* [Extracted text]
=====

The Rationale
Contents
Title: Some Technical Interview Questions Subtitle: Interviews, ML, decisions Date: 2019-08-26 10:20 Category: interview Tags: ds, advice, interviews Authors: Varun Nayyar
I recently had the chance/misfortune to attend a lot of ML interviews and it’s kind of given me a little insight into the industry as it stands right now. I wanted to share the way I interview and why I choose those questions. These questions are mostly ideal for a small/mid size DS/ML tech firm - smaller companies can’t afford as much specialisation and niche areas of research will have people coming in quite unfamiliar that you don’t want to reject unecessarily (a la Google) due to a much weaker recruitment pool.
This article really only applies to final interviews of candidates, but some ideas might bleed over to screening rounds too.
The Rationale#
At a smaller firm, the job title in ML is best described as Research Engineer. You need to have feet in both research and software since you need to be able to implement your ideas as well as roll out to production. You tend to get two different types here - maths majors who’ve learned to program well and programmers who’ve picked up maths. The first group tend to be PhD’s (or dropouts) while the second group tend to be self taught in ML.
Considerations#
It has to be about the fundamentals/basics
You can’t ask anything specific to your domain - it’s likely to be niche, your candidate is unlikely to have skill in your particular area, and even if he’s coming from a competitor, the way things done are so different, it’s tricky to assume any level of skill. Fundamentally, you can’t select for specific knowledge since either the interviewer is not proficient enough or the candidate isn’t.
Seeing if they stay up to date is really difficult since they may, but in an area you’re not familiar in. And if they haven’t read the latest paper in your space, that’s not on them either.
You’re trying to work out if they can learn new things. You’re testing for intelligence, not specific knowledge.
Not everyone has experience with every algorithm. You can’t ask someone about the details of a neural net if they’ve never trained one. Not having experience with torch/tensorflow is meaningless, most people never need to train neural nets and shouldn’t, so it shouldn’t be held against them. I call this the KL divergence criterion - measuring someone’s skill should be independent of the interviewer’s interests and skills.
It should give them a chance to go into depth. In order to be about the basics without being a quiz, it should allow the person to dive as deep as they are able. This gives them a chance to show off what they know. Because of this, I don’t necessarily like the idea of 5 independent 45 minute interviews. I think it’s a good idea to have the technical interview run a bit longer and reduce the number of interviews.
You should decide on a rubric before you go into the interviewer. This can be modified as you get more experience, but reasoning about how marks should be allocated reduces your bias and also helps getting feedback from colleagues. It also forces you to think about how questions
Cardinal Sins#
Quizzes. Your interview questions should be good even when doing it open book. Questions like this are of limited benefit and tend to be good for someone fresh out of a data science bootcamp.

=====

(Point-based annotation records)
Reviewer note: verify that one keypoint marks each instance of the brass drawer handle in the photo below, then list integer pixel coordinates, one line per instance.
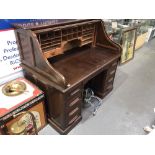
(73, 111)
(74, 92)
(110, 86)
(110, 80)
(72, 120)
(112, 72)
(74, 102)
(114, 64)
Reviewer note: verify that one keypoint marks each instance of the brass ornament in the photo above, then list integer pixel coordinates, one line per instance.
(14, 88)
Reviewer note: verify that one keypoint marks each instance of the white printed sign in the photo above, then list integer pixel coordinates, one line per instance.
(9, 54)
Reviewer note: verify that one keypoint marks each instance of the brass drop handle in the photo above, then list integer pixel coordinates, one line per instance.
(33, 121)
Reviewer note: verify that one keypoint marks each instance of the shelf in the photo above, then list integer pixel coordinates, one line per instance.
(50, 40)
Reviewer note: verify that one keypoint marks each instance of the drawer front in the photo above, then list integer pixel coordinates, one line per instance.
(73, 102)
(74, 92)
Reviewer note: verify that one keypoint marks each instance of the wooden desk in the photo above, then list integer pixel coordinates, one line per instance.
(65, 58)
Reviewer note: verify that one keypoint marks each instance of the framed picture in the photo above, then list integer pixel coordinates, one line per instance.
(128, 40)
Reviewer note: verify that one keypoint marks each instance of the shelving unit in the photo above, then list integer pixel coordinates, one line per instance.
(52, 42)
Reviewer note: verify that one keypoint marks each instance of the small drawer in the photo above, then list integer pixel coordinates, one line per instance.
(73, 114)
(109, 87)
(72, 120)
(74, 111)
(74, 92)
(114, 64)
(110, 79)
(112, 72)
(71, 103)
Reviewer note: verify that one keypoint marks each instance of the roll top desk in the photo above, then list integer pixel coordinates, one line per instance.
(63, 59)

=====

Resume the article on technical ML interview questions after its last sentence, carrying on the "Cardinal Sins" section.

Vanishing gradients in Neural Nets
What are support vectors in SVMs
The difference between Boosting and Bagging Furthermore, these questions impinge on my principle of expecting full coverage of questions and not being good open book questions. They serve well as a screeners, but should be abandoned early.
Pure software interviews
Data Structures and algorithms are not good ways to interview ML engineers. There is some benefit, but a very large part of ML engineering doesn’t go that low level since much of it is done in higher level languages that have plenty of abstractions. Most software engineers never really go into much depth in terms of Data Structures, most ML engineers even less. You’ll reject many for no reason
These questions are easily gameable. Seeing the study guides for google et al, it doesn’t seem like something you can compete with. Leetcode has nearly every interview and this has resulted in degeneracy in the interview process.
These questions have high false positive rates - many rely on tricks or familiarity. It’s worth a simple one as a fizzbuzz test but nothing more.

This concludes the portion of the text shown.